> Work item
Output every entry exactly, from the first line to the last.

> Information

-*-*-

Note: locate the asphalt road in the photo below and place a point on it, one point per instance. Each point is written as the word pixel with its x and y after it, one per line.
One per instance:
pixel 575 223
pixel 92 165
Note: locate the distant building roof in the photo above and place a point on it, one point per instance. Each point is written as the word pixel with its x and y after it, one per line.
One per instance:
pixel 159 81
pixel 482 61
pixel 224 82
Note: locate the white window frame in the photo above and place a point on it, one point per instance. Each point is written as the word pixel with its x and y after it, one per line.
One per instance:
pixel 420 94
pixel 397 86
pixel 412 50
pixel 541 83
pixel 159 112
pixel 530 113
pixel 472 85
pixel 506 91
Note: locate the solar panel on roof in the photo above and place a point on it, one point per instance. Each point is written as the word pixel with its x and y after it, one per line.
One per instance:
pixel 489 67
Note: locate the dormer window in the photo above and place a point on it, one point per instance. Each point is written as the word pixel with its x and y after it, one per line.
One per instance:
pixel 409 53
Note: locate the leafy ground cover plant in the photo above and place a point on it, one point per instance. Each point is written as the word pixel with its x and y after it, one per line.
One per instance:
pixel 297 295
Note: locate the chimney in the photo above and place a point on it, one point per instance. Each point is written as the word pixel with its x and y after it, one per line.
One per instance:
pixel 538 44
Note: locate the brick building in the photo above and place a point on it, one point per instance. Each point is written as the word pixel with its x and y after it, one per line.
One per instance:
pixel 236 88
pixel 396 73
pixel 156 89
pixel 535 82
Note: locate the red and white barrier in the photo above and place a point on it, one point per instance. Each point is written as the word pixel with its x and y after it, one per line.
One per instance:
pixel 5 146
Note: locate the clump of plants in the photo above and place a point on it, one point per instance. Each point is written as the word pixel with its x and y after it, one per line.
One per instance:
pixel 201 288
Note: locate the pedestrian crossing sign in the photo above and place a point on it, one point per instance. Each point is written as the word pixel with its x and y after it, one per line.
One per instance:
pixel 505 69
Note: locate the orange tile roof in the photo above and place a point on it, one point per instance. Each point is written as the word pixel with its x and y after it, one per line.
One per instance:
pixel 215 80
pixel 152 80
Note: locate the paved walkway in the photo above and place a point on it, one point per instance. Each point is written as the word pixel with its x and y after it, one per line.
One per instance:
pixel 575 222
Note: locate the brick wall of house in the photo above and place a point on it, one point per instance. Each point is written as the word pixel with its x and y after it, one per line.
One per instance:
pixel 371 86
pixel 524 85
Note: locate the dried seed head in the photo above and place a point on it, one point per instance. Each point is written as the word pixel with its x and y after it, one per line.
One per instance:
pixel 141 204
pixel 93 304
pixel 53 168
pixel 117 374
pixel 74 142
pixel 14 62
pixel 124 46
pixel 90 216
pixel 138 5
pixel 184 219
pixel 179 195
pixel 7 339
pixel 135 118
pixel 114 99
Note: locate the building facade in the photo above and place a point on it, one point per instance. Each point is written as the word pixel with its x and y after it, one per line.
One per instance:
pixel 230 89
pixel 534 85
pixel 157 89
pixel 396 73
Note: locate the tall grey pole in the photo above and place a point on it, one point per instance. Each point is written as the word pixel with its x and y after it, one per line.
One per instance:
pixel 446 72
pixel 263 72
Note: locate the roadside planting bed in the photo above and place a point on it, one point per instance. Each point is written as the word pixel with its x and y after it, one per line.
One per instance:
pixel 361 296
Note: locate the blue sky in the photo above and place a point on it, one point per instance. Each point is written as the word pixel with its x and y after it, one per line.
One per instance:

-*-*-

> Solution to this problem
Note: locate the asphalt road in the photo below and place a point on it, one point per instance. Each point is written as the word pixel with its x and y after it, one per line.
One per instance:
pixel 575 223
pixel 92 165
Note: locate the distant building roof in the photo above and place a point on it, one point per instance. Each point is written as the word pixel with its x and y after it, one per line.
One per instance:
pixel 159 81
pixel 482 61
pixel 224 82
Note: locate the white window frame in the photo above and place a point on it, one point per instance. Each point is written as the word pixel with its x and y after it, one per line.
One per instance:
pixel 420 94
pixel 397 86
pixel 412 50
pixel 541 83
pixel 159 112
pixel 530 113
pixel 472 85
pixel 506 91
Note: locate the solar panel on roof in the photo above and place a point on it, one point per instance. Each point is written as the word pixel with its x and y after it, one per line.
One per instance:
pixel 489 67
Note: locate the dormer window in the photo above and place a point on it, one point per instance. Each point is written as the word pixel with its x and y after it, one per line.
One per instance:
pixel 409 53
Note: locate the leafy ground cover plant in the photo above and place a point on it, one point per instance. Each point is written as the word pixel with its x and y after it, one per line.
One per instance:
pixel 297 295
Note: locate the chimney in the photo above and place a point on it, one point per instance. Each point is written as the word pixel with its x and y after it, one per line.
One per instance:
pixel 538 44
Note: locate the brick building in the photo above and place a point on it, one point per instance. Each point is written as the word pixel with its x and y after it, one per line.
One per instance:
pixel 236 88
pixel 396 73
pixel 156 89
pixel 535 82
Note: locate the red and white barrier in the photo above and place a point on it, one point per instance. Each point is written as the word pixel with its x and y after it, one per line.
One per instance:
pixel 5 146
Note: locate the clump of plants in the photo above and place a point on it, one point per instance. Each point is written as the word pixel with its x and y after it, one per line.
One per instance:
pixel 201 288
Note: locate the pedestrian crossing sign in the photo above and place a point on it, one point per instance. Each point is written as the word pixel with its x and y after it, one per line.
One per instance:
pixel 505 69
Note: locate the orange tile roof in the photo above and place a point on it, one point per instance. Each point is written as the word pixel with its x and y after it, one per line.
One per instance:
pixel 215 80
pixel 152 80
Note: locate the paved walkway in the photo above and place a point on it, one point per instance. Each point is written as the word pixel with its x and y after it, one per line.
One per instance:
pixel 575 222
Note: locate the brick wall of house in the photo above and place a point on it, one point per instance. Each point is written as the word pixel with its x and y after it, one per line.
One per instance:
pixel 371 86
pixel 524 85
Note: locate the dried seed head in the photo above and place a point on it, one point per instance. Each point is written as the word pixel with its x and y after it, one per line.
One per instance:
pixel 141 204
pixel 93 304
pixel 53 168
pixel 117 374
pixel 74 142
pixel 14 62
pixel 124 46
pixel 90 216
pixel 138 5
pixel 184 219
pixel 179 195
pixel 7 339
pixel 135 118
pixel 114 99
Note: locate the building facade in the photo above and place a point on it, one point per instance. Each point is written as the word pixel with its x and y after it, one per line.
One per instance:
pixel 230 89
pixel 534 85
pixel 157 89
pixel 396 73
Note: locate the tall grey pole in the photo above and place a point on it, one point per instance. Each point is written as the word pixel with its x and y after it, one per line.
One per instance:
pixel 446 72
pixel 263 72
Note: locate the roadside planting bed in the photo above and place a point on it, one point per instance. Each point is written as the word pixel with its x and y after it, one per line.
One per instance:
pixel 361 296
Note: locate the blue sky in the photo above and place a point on it, one point per instance. Each point is written as the word pixel with its x and y after it, one per line.
One per instance:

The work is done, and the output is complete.